■ **WORK INSTRUCTIONS**:
Report every line in the rows that contains the word "white", treating uppercase and lowercase letters as different.
* BEGIN ENTRIES SUPPLIED *
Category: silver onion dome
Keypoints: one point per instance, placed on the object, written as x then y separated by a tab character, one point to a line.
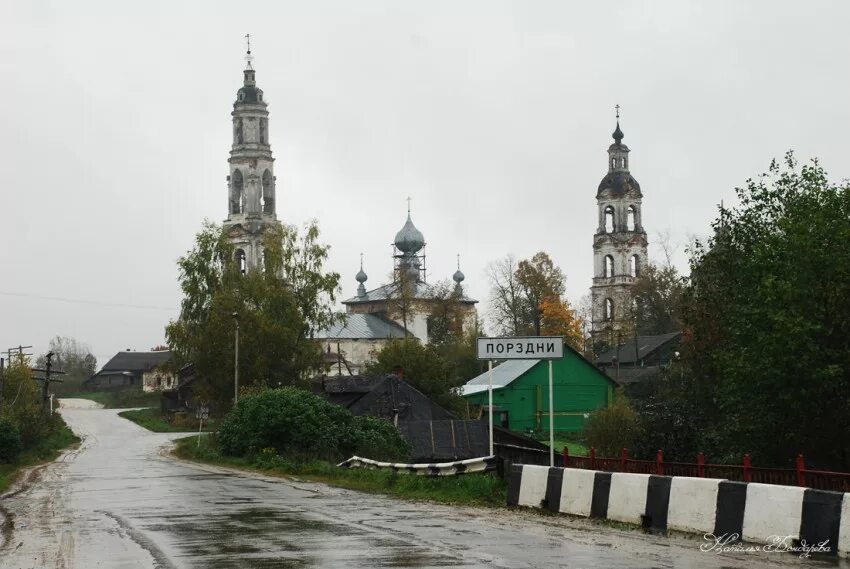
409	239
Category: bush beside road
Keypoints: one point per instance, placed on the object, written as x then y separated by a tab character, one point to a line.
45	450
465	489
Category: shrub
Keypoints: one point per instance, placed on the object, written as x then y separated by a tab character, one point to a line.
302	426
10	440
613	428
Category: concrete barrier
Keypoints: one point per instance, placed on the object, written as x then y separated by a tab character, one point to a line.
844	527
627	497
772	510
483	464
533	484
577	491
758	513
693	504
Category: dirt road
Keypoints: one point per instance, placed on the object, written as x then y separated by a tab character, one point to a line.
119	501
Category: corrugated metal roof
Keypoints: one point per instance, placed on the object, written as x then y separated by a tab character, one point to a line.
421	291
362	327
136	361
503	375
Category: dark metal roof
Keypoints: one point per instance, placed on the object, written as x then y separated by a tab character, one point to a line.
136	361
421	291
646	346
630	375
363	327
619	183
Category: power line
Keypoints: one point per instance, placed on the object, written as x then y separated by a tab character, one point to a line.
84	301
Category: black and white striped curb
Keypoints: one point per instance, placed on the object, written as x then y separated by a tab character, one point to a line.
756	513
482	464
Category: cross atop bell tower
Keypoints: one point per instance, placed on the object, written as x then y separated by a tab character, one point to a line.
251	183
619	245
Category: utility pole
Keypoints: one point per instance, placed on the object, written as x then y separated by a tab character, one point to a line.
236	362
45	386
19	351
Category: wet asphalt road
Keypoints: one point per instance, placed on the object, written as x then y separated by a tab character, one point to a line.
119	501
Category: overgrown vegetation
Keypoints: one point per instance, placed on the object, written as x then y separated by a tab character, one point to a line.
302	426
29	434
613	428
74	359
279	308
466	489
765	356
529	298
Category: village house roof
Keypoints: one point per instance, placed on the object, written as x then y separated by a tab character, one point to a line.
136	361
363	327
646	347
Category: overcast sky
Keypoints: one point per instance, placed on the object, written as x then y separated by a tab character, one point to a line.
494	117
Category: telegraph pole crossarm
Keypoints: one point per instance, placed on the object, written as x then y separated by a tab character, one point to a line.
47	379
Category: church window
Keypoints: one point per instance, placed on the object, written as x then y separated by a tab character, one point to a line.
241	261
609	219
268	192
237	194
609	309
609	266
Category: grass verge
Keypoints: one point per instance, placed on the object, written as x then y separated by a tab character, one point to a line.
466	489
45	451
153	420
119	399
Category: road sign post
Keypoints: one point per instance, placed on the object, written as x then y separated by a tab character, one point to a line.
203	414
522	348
* END ENTRIES SUPPLIED *
* BEGIN ENTRIES SUPPLIED *
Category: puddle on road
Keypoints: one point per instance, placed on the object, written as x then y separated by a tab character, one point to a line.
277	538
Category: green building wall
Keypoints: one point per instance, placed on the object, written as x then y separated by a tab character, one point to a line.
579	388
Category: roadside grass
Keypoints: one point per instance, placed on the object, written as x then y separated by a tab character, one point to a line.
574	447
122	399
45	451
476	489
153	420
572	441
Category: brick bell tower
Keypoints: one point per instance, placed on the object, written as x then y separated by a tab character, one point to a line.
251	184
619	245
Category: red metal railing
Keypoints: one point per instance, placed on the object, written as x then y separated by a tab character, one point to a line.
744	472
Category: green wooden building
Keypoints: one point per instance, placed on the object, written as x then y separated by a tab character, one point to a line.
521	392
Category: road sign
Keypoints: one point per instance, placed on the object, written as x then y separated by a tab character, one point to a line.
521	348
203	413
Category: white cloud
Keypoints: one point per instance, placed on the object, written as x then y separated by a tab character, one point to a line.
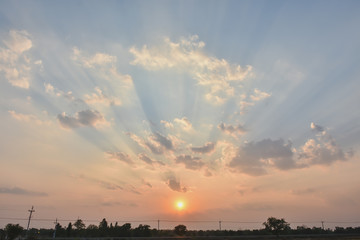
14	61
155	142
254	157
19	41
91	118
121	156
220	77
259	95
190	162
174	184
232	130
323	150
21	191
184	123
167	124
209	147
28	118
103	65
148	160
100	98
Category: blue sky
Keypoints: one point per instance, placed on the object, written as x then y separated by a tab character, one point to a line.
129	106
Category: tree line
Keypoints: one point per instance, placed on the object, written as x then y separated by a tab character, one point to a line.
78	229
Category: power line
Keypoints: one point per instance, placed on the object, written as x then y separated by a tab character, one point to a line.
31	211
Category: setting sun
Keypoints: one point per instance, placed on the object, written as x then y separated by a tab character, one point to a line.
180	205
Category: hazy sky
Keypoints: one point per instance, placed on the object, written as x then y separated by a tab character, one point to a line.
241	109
* END ENTRIES SUPPLIED *
* BEGIN ENTRIES SUPPLIED *
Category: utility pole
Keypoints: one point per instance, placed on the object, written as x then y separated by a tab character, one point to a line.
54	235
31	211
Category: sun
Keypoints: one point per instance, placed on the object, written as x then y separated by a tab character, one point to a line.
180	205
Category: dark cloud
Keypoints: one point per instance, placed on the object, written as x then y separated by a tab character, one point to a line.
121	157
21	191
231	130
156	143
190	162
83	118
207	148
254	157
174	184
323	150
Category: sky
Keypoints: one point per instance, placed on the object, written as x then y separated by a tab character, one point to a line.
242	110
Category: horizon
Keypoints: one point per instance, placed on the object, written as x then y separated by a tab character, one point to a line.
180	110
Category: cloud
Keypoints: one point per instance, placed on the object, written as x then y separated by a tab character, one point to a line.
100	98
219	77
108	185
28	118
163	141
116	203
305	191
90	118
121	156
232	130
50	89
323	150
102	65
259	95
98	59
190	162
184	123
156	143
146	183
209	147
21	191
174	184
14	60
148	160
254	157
* END ENTRIES SUPPLIED *
■ **WORKED ANSWER**:
Category: black and white striped curb
Category: white cloud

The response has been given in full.